Фрагменты данных об ограничивающих рамках:
+++

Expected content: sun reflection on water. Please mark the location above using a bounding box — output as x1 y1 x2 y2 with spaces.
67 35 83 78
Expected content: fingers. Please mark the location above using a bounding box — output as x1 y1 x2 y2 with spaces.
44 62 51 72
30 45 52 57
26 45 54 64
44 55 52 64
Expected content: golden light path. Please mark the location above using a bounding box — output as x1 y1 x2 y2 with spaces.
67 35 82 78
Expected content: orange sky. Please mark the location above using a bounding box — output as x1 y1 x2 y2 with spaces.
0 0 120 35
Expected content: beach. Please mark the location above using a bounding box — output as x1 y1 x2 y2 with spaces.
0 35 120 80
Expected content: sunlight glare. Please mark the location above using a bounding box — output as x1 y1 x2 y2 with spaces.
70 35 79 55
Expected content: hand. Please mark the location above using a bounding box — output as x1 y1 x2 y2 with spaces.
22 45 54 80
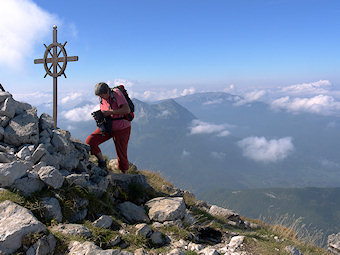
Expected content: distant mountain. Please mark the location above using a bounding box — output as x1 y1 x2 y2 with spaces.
60 93 340 191
198 188 340 244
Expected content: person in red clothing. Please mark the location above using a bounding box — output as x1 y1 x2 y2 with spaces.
85 82 131 173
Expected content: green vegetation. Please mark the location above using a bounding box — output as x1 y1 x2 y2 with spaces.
200 188 340 245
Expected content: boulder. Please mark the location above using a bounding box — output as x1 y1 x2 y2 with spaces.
92 215 113 228
0 97 16 119
66 173 90 187
38 166 65 189
42 197 63 222
51 224 91 238
199 247 220 255
118 201 150 223
15 145 32 161
0 152 17 163
0 161 32 187
327 233 340 255
39 113 54 130
209 205 240 220
26 234 57 255
285 245 303 255
4 108 39 147
0 126 5 141
108 173 151 191
51 129 75 154
32 144 47 164
168 248 185 255
145 197 186 222
136 223 152 238
150 231 170 246
0 200 46 254
14 174 45 197
0 91 12 103
67 241 121 255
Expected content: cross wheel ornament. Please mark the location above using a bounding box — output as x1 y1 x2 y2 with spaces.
44 42 67 78
34 25 78 128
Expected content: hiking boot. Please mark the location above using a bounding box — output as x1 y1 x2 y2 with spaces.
98 160 107 170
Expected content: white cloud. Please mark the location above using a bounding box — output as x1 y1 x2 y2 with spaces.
13 92 53 106
189 120 231 136
203 98 223 105
210 151 226 159
223 84 235 93
133 88 195 102
61 104 99 122
281 80 331 95
271 95 340 115
0 0 57 69
235 90 266 106
181 88 196 96
237 136 294 162
156 110 171 119
107 78 134 88
61 92 83 104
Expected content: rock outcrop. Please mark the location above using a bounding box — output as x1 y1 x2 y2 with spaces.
0 92 326 255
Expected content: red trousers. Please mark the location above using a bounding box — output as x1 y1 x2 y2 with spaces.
85 127 131 172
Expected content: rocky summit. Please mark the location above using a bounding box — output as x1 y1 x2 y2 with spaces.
0 92 339 255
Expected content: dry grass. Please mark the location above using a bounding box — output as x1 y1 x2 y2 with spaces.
263 214 325 246
139 170 175 193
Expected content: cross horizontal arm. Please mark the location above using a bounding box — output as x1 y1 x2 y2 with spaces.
34 56 78 64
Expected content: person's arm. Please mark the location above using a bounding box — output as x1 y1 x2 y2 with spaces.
103 104 130 117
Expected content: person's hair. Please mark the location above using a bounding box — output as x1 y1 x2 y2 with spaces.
94 82 110 96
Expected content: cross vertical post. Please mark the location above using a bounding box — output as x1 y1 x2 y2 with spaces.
52 26 58 128
34 25 78 128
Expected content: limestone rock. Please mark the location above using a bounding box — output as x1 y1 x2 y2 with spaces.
15 145 32 160
199 247 219 255
42 197 63 222
0 126 5 141
0 200 46 254
67 241 121 255
14 174 45 197
0 97 16 119
26 234 57 255
136 223 152 238
0 91 12 103
39 113 54 130
327 233 340 255
118 201 150 223
0 152 17 163
92 215 113 228
66 173 90 187
32 144 47 164
209 205 240 220
285 245 303 255
145 197 186 222
4 108 39 147
38 166 65 189
51 224 91 237
168 248 185 255
150 231 170 246
108 173 151 191
0 161 32 187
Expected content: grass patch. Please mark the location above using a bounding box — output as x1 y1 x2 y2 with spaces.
140 171 175 195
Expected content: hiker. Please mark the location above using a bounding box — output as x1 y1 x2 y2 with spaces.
85 82 131 173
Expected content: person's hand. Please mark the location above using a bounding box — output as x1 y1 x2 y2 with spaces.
102 111 112 117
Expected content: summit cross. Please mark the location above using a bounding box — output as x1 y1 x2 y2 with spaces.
34 25 78 128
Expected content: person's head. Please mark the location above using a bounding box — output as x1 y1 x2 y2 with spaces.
94 82 110 99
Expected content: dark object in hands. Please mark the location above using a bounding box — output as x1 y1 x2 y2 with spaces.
91 110 112 135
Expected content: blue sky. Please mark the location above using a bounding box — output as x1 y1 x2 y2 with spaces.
0 0 340 111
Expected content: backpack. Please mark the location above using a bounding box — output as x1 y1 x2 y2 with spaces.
100 85 135 121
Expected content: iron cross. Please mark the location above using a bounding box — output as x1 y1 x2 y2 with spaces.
34 25 78 128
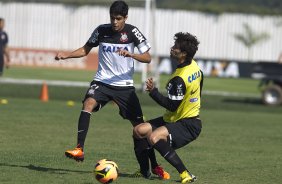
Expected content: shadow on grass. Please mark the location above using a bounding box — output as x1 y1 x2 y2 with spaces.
0 163 91 174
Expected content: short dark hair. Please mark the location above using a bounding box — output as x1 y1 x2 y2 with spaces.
110 1 128 17
174 32 200 62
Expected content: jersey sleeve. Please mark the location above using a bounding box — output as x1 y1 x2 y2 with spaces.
132 27 151 53
86 26 100 47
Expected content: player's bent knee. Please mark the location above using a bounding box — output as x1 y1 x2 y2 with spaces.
83 98 97 112
133 124 148 139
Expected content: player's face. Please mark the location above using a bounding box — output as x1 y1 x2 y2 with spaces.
110 15 127 32
170 42 181 59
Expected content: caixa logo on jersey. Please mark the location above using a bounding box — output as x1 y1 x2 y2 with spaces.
102 46 129 52
132 28 145 43
189 98 198 103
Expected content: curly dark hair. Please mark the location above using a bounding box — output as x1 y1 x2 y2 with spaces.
110 1 128 17
174 32 200 62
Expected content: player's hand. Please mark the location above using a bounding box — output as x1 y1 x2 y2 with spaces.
116 50 133 57
145 78 155 92
4 60 10 69
55 52 68 60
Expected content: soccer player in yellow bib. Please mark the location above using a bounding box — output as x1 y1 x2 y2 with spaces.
134 32 203 183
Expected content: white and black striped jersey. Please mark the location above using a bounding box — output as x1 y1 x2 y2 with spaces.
86 24 151 86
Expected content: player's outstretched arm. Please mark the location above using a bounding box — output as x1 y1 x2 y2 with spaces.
55 45 91 60
116 50 151 63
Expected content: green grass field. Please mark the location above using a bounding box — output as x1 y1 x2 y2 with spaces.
0 68 282 184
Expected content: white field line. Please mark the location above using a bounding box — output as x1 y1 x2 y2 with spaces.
0 78 260 98
0 78 90 87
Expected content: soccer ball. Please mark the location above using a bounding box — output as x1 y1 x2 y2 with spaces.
94 159 118 184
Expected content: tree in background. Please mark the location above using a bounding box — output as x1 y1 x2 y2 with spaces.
234 23 270 61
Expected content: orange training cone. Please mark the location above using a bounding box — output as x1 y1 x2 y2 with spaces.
40 82 49 102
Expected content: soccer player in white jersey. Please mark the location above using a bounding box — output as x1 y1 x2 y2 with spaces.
55 1 170 179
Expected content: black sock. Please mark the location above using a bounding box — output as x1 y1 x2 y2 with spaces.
133 138 149 176
154 140 187 173
77 111 91 148
147 148 158 169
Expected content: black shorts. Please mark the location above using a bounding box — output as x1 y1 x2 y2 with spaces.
149 117 202 149
83 81 144 123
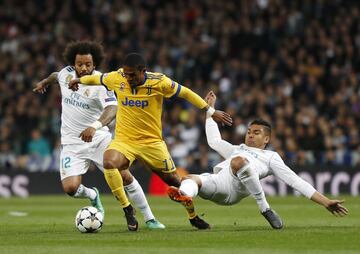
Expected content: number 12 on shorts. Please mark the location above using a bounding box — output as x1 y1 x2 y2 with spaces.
163 157 175 171
61 157 71 169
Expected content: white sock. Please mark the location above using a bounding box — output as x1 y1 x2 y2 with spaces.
236 164 270 212
74 184 96 200
124 178 155 221
179 179 199 198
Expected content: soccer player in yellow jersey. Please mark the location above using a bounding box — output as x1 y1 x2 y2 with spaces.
69 53 232 230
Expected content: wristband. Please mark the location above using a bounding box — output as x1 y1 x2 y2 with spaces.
206 106 215 117
90 121 102 130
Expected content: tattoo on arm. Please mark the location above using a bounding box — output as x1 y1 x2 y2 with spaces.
98 105 117 126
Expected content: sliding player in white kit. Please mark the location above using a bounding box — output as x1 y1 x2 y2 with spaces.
168 91 348 229
33 41 165 229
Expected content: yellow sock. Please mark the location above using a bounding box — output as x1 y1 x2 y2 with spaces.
184 202 196 219
104 168 130 208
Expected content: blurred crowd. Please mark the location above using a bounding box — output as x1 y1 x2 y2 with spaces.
0 0 360 172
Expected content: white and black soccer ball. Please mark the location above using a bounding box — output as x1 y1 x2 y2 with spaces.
75 206 104 233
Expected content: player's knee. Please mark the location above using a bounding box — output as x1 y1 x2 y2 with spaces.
104 158 118 169
230 157 246 171
120 170 134 186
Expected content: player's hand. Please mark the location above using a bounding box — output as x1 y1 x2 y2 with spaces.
68 78 80 91
79 127 96 142
211 110 232 126
205 91 216 108
33 80 49 94
325 200 349 217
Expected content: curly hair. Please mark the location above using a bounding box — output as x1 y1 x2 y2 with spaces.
249 118 271 136
63 41 104 67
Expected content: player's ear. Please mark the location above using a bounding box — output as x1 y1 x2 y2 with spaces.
264 136 270 144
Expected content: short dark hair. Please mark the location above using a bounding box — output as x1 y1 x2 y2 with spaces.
63 41 104 67
124 53 146 70
250 118 271 136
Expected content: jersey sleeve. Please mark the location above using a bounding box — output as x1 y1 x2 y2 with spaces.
205 117 236 159
57 66 75 87
100 71 119 90
161 76 181 98
269 153 316 199
99 87 117 108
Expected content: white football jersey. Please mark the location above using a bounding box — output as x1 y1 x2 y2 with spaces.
57 66 117 145
205 118 316 198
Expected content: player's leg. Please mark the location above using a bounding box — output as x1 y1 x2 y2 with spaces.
139 142 210 229
104 150 138 231
121 170 165 229
167 175 211 229
230 156 283 229
60 145 100 213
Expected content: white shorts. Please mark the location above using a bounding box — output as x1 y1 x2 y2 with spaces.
60 133 111 181
199 168 249 205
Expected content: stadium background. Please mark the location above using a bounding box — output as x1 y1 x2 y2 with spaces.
0 0 360 197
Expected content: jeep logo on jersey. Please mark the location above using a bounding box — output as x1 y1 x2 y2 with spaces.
121 97 149 109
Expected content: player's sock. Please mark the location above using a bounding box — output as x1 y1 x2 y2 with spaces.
236 164 270 212
167 186 196 219
179 179 199 198
124 178 155 221
104 168 130 208
74 184 97 200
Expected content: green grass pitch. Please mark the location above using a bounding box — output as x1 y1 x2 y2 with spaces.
0 195 360 254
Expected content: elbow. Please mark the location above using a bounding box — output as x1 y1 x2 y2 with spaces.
208 139 219 150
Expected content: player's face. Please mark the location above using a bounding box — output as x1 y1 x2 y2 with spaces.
245 124 270 149
75 54 95 77
123 66 145 86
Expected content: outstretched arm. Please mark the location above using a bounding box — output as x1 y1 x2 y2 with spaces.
179 86 232 126
33 72 58 94
69 75 101 91
79 105 117 142
205 91 236 159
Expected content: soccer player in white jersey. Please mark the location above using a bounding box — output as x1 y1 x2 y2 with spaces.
168 91 348 229
33 41 165 230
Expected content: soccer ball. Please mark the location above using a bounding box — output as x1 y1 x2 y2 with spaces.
75 206 104 233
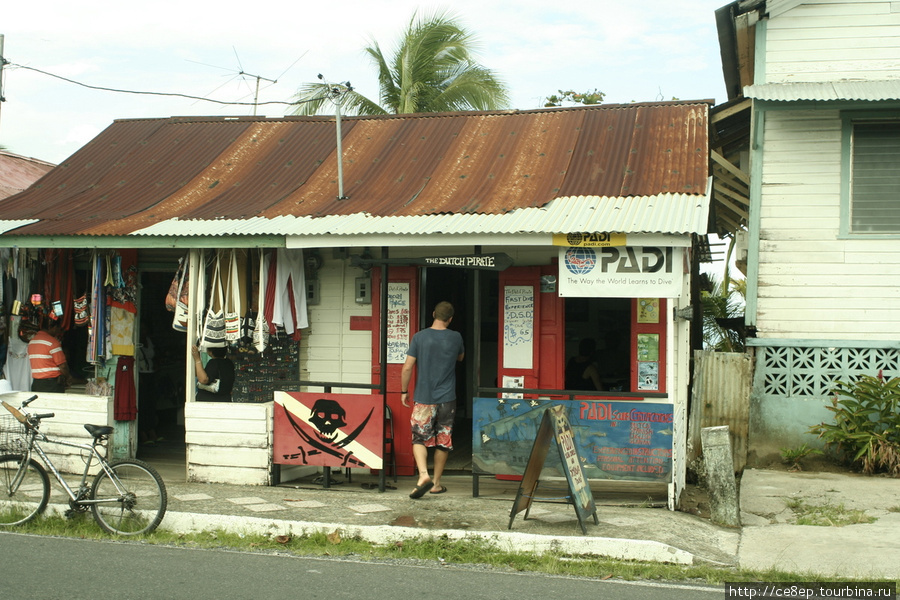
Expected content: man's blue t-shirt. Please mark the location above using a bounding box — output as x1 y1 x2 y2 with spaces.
406 328 465 404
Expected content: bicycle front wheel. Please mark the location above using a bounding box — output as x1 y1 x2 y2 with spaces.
91 460 168 535
0 454 50 527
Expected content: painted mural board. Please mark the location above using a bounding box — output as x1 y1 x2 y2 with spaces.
272 392 384 469
472 398 673 483
509 405 600 534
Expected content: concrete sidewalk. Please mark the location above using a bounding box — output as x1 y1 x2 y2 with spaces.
42 470 900 580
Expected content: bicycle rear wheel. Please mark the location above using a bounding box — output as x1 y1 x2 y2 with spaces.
91 459 168 535
0 454 50 527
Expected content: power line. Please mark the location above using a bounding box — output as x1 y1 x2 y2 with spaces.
5 62 310 106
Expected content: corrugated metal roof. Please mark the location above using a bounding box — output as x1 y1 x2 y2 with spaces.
0 102 709 236
0 150 53 200
128 194 709 243
744 79 900 102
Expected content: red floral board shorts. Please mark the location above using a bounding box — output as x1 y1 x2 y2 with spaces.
409 402 456 450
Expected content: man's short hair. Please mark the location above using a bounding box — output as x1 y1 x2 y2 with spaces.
434 300 453 322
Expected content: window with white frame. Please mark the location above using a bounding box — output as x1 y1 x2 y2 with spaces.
850 121 900 234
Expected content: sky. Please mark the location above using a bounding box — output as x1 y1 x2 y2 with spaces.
0 0 729 164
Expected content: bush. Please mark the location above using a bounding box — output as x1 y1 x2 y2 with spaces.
809 373 900 477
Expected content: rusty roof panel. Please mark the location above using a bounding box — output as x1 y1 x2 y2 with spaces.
559 104 709 197
2 102 708 235
0 150 54 200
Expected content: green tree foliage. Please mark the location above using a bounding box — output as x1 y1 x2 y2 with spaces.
544 89 606 108
294 13 509 115
701 239 747 352
809 372 900 477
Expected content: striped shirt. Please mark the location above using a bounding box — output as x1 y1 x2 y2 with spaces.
28 330 66 379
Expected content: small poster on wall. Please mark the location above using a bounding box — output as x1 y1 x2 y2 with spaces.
387 282 410 365
503 285 534 369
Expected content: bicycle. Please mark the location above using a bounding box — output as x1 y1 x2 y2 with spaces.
0 396 167 536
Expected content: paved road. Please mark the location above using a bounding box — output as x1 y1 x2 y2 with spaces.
0 532 724 600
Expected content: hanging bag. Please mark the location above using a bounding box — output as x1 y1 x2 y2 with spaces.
200 255 226 349
225 250 241 346
73 273 91 327
166 256 190 333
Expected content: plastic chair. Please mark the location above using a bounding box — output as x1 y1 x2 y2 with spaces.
345 404 397 483
384 404 397 481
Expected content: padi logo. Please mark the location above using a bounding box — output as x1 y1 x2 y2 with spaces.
565 246 673 275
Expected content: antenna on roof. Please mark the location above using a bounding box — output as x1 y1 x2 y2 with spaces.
188 46 306 117
319 73 353 200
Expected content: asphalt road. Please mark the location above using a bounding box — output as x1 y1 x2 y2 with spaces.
0 532 724 600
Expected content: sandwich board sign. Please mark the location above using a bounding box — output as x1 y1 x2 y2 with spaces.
509 405 600 535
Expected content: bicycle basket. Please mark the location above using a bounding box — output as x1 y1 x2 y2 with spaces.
0 415 25 454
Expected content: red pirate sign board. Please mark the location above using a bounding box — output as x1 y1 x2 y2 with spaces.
273 392 384 469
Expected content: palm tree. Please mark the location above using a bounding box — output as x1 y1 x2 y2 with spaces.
701 238 747 352
293 13 509 115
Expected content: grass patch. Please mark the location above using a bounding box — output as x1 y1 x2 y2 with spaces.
3 515 896 585
785 498 878 527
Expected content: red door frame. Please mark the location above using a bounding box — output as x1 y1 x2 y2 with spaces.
372 267 419 476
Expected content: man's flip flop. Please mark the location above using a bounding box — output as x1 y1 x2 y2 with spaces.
409 481 434 500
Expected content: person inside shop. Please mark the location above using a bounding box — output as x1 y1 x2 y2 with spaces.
400 302 465 498
28 319 72 394
191 346 234 402
566 338 603 390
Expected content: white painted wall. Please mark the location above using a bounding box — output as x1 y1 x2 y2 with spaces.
184 402 272 485
756 110 900 340
760 0 900 83
300 251 375 394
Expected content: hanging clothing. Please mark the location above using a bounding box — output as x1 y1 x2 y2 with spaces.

+++

Описание упражнения:
Замените «wristband» на «sweatband» во всём фрагменте от строки с «Expected content: number» вниз до строки с «98 105 117 126» включительно и выведите только этот фрагмент, больше ничего в нём не меняя.

Выполненное задание:
Expected content: number 12 on shorts. Please mark the location above using a bounding box — output as x1 y1 x2 y2 with spaces.
163 157 175 171
61 157 71 169
Expected content: white sock. Please mark the location above using a bounding box — output as x1 y1 x2 y2 with spaces.
236 164 270 212
74 184 96 200
124 178 155 221
179 179 199 198
Expected content: soccer player in yellow jersey. Please mark the location above using a bounding box — output as x1 y1 x2 y2 with spaces.
69 53 232 230
Expected content: sweatband. Please mark the location above using a bounding box — output as x1 y1 x2 y2 with spaces.
206 106 215 117
90 121 102 130
Expected content: tattoo on arm. Please mark the location above using a bounding box — output as x1 y1 x2 y2 with spaces.
98 105 117 126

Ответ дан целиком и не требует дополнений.